Problem to solve >> Your output must consist solely of the lines from the one containing "of the roof" through the end of the records, reproduced exactly.
--- Start Supplied records ---
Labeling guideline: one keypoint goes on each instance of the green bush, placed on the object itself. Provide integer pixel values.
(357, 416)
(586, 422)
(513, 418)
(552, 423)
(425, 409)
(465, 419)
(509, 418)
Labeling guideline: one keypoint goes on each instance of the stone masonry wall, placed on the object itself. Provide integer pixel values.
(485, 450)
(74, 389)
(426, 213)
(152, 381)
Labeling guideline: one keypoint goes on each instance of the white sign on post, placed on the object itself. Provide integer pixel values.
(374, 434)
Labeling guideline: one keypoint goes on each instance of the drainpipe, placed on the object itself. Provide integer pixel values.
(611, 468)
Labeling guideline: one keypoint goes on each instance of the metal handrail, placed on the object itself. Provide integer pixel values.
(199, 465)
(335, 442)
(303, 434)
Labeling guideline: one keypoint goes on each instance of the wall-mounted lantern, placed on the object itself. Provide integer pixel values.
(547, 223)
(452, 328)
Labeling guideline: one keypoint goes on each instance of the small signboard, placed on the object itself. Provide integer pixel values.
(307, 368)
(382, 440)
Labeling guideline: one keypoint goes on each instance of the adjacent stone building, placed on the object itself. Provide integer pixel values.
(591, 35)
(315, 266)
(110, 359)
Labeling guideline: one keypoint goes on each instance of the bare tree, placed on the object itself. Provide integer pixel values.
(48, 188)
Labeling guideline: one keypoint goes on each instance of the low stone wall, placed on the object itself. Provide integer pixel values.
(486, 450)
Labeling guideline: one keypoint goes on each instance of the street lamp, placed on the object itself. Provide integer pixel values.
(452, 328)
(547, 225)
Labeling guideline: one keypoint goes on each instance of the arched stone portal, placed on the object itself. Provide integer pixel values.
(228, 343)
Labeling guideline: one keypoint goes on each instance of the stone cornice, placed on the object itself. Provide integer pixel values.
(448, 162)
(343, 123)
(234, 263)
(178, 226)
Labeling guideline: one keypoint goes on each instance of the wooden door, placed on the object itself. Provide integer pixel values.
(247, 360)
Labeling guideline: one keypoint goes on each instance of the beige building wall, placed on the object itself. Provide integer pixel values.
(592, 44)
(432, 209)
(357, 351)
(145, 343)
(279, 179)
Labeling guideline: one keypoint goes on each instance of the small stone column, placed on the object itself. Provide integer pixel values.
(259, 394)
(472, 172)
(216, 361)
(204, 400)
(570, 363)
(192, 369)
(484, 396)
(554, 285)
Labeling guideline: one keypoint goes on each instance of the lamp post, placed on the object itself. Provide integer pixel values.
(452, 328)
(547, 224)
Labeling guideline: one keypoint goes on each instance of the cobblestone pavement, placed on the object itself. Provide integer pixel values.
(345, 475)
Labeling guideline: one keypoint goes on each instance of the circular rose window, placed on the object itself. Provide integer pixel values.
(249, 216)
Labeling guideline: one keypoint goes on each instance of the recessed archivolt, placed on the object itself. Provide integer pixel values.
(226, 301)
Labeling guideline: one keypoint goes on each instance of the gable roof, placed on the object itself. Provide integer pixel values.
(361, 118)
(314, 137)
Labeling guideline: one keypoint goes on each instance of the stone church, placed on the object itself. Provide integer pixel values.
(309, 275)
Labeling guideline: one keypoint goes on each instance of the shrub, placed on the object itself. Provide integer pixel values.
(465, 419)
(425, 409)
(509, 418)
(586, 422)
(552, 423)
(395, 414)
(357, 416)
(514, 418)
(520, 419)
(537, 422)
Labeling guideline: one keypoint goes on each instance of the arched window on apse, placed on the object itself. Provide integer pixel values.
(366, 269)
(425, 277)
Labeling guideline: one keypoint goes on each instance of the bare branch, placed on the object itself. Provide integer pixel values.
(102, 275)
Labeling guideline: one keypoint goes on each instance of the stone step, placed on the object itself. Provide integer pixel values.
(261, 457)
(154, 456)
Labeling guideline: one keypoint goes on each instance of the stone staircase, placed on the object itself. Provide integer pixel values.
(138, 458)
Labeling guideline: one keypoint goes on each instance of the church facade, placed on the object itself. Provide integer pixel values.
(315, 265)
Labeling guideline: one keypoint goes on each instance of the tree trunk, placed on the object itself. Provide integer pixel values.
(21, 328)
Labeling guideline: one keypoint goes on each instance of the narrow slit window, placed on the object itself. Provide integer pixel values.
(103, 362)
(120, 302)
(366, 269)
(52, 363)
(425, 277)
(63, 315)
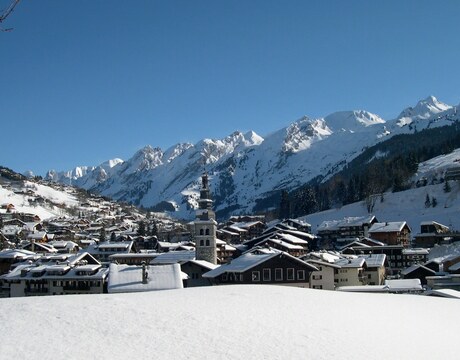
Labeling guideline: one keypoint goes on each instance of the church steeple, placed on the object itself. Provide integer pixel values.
(204, 211)
(205, 225)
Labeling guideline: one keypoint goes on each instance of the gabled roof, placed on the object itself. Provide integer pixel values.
(374, 260)
(128, 278)
(345, 222)
(400, 285)
(203, 263)
(415, 267)
(173, 257)
(351, 262)
(388, 227)
(251, 259)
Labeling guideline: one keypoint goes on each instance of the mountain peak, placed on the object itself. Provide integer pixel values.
(423, 110)
(352, 120)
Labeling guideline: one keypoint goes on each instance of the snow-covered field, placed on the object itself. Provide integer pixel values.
(230, 322)
(403, 206)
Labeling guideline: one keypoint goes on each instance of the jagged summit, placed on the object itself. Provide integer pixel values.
(352, 120)
(423, 110)
(246, 168)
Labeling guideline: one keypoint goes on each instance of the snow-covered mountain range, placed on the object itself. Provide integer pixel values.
(246, 168)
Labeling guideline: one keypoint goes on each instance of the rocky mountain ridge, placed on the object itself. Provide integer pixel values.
(244, 167)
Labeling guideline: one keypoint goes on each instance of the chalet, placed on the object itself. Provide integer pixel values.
(263, 266)
(443, 282)
(65, 247)
(352, 228)
(38, 247)
(133, 258)
(351, 272)
(247, 230)
(104, 250)
(79, 274)
(174, 257)
(443, 263)
(133, 278)
(8, 257)
(392, 233)
(400, 286)
(225, 252)
(13, 233)
(417, 271)
(375, 270)
(432, 233)
(398, 257)
(230, 237)
(39, 236)
(324, 278)
(298, 224)
(195, 270)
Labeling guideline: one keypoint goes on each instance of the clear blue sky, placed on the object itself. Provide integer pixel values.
(84, 81)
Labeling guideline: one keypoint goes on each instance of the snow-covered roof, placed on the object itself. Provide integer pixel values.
(128, 278)
(351, 262)
(173, 257)
(374, 260)
(448, 293)
(416, 251)
(387, 227)
(16, 253)
(346, 222)
(399, 285)
(414, 267)
(242, 263)
(205, 264)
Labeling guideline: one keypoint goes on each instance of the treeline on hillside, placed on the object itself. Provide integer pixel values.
(388, 165)
(10, 174)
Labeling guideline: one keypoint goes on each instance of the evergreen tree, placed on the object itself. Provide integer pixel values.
(285, 206)
(102, 235)
(141, 228)
(427, 201)
(447, 187)
(154, 230)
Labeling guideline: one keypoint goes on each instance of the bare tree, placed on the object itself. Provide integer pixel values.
(6, 12)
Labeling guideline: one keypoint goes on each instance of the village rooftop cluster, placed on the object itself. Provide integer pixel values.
(111, 248)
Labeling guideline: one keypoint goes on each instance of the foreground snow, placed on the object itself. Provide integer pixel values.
(230, 322)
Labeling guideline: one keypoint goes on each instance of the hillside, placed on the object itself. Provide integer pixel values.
(232, 323)
(246, 168)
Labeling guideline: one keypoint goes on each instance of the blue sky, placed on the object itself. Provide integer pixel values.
(84, 81)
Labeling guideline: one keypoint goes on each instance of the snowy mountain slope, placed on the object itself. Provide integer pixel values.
(24, 199)
(245, 168)
(410, 205)
(234, 322)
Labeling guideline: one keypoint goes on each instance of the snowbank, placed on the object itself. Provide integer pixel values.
(230, 322)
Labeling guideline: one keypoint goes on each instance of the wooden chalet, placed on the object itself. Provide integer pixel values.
(263, 266)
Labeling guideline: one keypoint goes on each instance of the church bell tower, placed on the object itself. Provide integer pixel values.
(205, 225)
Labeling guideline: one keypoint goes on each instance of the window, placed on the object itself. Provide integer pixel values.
(300, 274)
(267, 274)
(290, 274)
(278, 274)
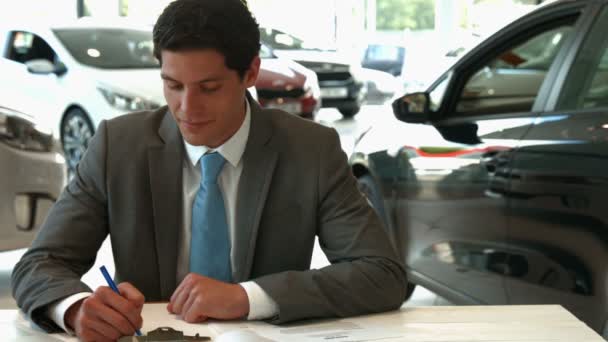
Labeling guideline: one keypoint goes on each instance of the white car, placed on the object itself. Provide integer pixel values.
(81, 72)
(33, 175)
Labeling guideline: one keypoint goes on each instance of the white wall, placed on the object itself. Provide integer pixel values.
(37, 10)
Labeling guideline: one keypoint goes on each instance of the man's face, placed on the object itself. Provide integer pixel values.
(207, 98)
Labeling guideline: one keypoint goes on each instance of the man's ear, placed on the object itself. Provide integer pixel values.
(252, 74)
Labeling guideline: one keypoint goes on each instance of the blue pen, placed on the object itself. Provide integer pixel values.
(112, 285)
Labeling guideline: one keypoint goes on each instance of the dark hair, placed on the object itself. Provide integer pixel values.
(226, 26)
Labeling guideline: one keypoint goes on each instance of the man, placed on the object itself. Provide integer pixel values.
(148, 179)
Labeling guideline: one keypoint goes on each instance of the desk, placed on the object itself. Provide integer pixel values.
(530, 323)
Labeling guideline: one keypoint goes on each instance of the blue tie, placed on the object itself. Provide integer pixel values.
(210, 245)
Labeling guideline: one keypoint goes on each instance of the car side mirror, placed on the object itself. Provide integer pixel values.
(413, 108)
(45, 67)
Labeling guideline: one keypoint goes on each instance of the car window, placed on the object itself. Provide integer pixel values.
(510, 81)
(586, 85)
(110, 48)
(376, 52)
(26, 46)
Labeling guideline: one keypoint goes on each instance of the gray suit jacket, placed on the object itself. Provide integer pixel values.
(296, 184)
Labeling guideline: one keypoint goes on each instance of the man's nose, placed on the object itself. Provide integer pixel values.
(190, 101)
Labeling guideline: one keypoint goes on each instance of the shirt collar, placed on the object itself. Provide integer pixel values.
(232, 150)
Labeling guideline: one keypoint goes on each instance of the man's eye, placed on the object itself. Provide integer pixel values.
(174, 86)
(210, 88)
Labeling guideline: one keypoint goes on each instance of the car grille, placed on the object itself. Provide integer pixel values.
(328, 71)
(333, 76)
(273, 94)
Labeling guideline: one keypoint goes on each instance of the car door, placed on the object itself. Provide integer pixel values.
(28, 92)
(559, 183)
(455, 208)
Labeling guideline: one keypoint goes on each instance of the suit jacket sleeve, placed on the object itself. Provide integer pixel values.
(68, 241)
(365, 276)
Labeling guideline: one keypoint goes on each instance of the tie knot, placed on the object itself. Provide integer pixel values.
(211, 165)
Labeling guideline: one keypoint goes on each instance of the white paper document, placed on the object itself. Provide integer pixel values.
(337, 331)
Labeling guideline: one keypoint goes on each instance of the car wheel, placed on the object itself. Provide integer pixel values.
(76, 132)
(349, 112)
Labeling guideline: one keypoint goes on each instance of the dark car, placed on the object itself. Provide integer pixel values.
(341, 85)
(493, 184)
(286, 85)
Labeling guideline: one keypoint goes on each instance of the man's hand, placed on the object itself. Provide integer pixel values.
(105, 315)
(198, 298)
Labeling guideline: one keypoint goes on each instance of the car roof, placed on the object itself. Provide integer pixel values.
(81, 23)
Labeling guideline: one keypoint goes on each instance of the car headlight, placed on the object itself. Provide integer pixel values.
(357, 74)
(126, 102)
(311, 85)
(21, 133)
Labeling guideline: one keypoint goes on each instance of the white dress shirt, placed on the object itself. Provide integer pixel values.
(260, 304)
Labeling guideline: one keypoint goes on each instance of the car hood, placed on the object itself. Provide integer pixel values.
(321, 56)
(392, 136)
(145, 83)
(278, 74)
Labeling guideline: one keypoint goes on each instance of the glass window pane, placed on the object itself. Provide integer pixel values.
(510, 82)
(587, 82)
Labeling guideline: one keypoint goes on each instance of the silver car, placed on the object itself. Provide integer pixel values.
(33, 174)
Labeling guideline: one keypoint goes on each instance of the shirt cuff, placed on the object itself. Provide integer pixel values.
(261, 306)
(57, 310)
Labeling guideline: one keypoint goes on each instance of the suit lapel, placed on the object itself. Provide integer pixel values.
(165, 163)
(259, 162)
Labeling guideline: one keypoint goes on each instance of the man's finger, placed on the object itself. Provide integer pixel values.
(180, 295)
(126, 309)
(132, 294)
(103, 318)
(101, 331)
(192, 312)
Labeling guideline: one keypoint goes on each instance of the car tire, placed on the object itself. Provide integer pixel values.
(349, 112)
(76, 132)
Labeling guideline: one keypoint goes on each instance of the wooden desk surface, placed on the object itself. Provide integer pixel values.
(530, 323)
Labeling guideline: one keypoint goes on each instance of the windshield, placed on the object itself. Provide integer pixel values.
(109, 48)
(278, 40)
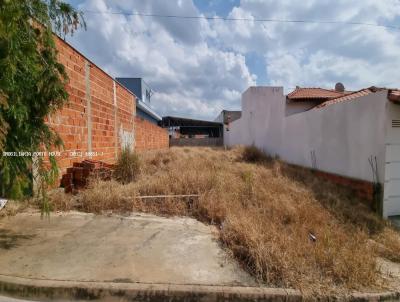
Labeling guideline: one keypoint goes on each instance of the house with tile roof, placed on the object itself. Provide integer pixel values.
(353, 136)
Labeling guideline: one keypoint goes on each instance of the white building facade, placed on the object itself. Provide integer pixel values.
(340, 136)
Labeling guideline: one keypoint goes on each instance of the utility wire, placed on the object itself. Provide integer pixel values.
(244, 19)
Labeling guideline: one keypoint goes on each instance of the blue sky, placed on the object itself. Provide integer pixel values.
(199, 67)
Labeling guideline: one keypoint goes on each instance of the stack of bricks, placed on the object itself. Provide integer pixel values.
(77, 177)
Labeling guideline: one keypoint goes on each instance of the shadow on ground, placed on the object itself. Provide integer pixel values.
(10, 239)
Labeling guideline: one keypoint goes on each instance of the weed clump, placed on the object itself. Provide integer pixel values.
(252, 154)
(265, 214)
(128, 166)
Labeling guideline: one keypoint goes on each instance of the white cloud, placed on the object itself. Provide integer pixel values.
(198, 67)
(190, 77)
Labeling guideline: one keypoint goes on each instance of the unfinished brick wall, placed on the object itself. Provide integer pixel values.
(99, 117)
(149, 136)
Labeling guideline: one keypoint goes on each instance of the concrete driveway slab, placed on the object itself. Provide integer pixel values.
(138, 248)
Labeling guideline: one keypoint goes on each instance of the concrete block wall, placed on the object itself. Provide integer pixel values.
(149, 136)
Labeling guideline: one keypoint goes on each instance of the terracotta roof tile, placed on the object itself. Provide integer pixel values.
(314, 93)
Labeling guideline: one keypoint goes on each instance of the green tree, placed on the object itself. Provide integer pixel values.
(32, 86)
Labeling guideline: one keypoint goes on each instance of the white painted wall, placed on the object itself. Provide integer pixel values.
(343, 136)
(391, 198)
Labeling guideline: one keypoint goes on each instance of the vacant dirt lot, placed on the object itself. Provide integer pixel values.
(287, 227)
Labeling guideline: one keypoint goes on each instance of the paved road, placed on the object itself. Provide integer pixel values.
(138, 248)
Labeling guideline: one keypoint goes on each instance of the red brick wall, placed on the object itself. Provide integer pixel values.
(112, 119)
(149, 136)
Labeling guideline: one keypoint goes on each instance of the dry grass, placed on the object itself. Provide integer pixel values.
(265, 212)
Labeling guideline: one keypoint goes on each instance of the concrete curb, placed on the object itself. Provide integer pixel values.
(53, 290)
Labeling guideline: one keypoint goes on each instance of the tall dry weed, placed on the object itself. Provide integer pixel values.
(285, 225)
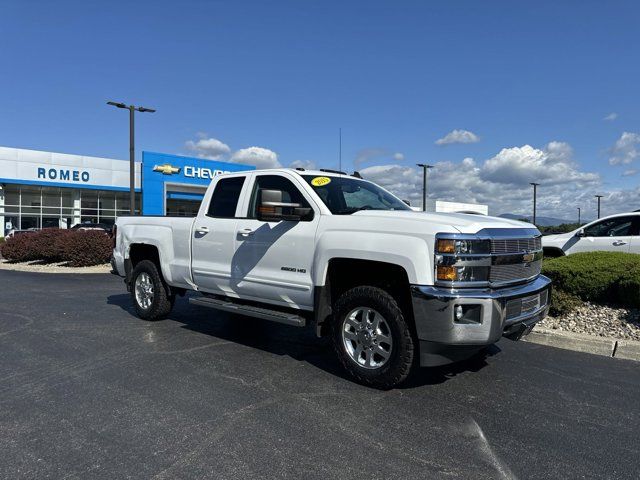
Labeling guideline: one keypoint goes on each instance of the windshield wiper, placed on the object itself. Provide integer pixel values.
(349, 211)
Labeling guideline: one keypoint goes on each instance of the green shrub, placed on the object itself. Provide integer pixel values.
(599, 277)
(77, 248)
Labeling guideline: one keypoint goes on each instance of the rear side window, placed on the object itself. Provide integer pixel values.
(224, 200)
(612, 227)
(291, 194)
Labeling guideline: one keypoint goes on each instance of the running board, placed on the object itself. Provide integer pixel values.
(250, 311)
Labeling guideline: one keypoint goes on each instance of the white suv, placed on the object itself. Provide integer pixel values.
(616, 233)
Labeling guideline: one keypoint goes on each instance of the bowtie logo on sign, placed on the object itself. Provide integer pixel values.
(166, 169)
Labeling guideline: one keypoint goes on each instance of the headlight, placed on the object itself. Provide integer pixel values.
(452, 273)
(462, 247)
(461, 261)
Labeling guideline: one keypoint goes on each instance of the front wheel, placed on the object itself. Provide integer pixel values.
(149, 292)
(372, 338)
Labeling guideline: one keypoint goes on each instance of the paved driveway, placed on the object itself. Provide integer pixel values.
(87, 390)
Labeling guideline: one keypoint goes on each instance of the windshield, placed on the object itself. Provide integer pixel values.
(345, 195)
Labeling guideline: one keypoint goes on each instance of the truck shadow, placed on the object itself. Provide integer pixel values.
(301, 344)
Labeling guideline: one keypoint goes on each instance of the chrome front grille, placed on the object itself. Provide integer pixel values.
(515, 245)
(514, 272)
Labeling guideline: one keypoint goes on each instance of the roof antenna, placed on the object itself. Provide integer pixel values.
(340, 149)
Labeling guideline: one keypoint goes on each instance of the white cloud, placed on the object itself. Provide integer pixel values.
(306, 164)
(625, 150)
(208, 147)
(367, 155)
(502, 181)
(458, 136)
(522, 165)
(258, 156)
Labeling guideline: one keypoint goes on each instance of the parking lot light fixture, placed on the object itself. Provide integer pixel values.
(599, 197)
(535, 190)
(132, 165)
(578, 216)
(424, 167)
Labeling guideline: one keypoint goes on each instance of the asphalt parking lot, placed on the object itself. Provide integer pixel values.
(87, 390)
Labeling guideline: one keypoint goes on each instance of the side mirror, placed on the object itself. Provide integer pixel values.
(271, 208)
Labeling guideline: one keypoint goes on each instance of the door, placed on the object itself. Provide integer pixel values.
(213, 237)
(273, 260)
(610, 235)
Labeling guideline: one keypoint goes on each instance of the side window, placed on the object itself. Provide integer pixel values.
(612, 227)
(291, 193)
(224, 200)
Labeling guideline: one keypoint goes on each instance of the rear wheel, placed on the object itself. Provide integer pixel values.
(149, 292)
(372, 338)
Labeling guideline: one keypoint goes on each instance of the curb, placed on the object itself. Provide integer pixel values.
(52, 268)
(607, 347)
--- End Supplied records ---
Full solution >>
Labeling guideline: one keypoint goes on each instance of the roof antenna, placed on the object itself. Provide integer pixel values.
(340, 149)
Labeling guideline: one keypoint goes on each instance of the white cloud, placed on the object itself. Provide integer pixel values.
(306, 164)
(625, 150)
(208, 147)
(367, 155)
(502, 181)
(458, 136)
(522, 165)
(258, 156)
Labeling guideline: one keypoint goes on each instance of the parking lot light fixture, placed on the object itself. Provide integer pixel values.
(599, 197)
(535, 190)
(132, 165)
(578, 216)
(424, 167)
Labeling guideline: one keypoint goes on each instance of the asphalt parking lot, placed on the object itself. Provide integer pixel values.
(87, 390)
Labeling guideline: one keypoint goes on each instance of the side mirror, placed on the object itself. Provide integer pixel values.
(271, 208)
Labeling guideline: one keypoint goes on each instance of the door, placed on the object itself. Provide integer pixel values.
(213, 237)
(273, 260)
(610, 235)
Labeling guideline: one keypoint goes on each instance of the side window, placed on the object itself. Provide integer pixel values.
(612, 227)
(291, 193)
(224, 200)
Labeling guideline: one keypoint goes on each instance of the rear wheel, placed on the object itself. Provide integer pixel values.
(149, 292)
(372, 338)
Labeling guideline: one keypoint goes on each instance of the curb, placed on the object itself. Provide integer pixel values.
(52, 268)
(607, 347)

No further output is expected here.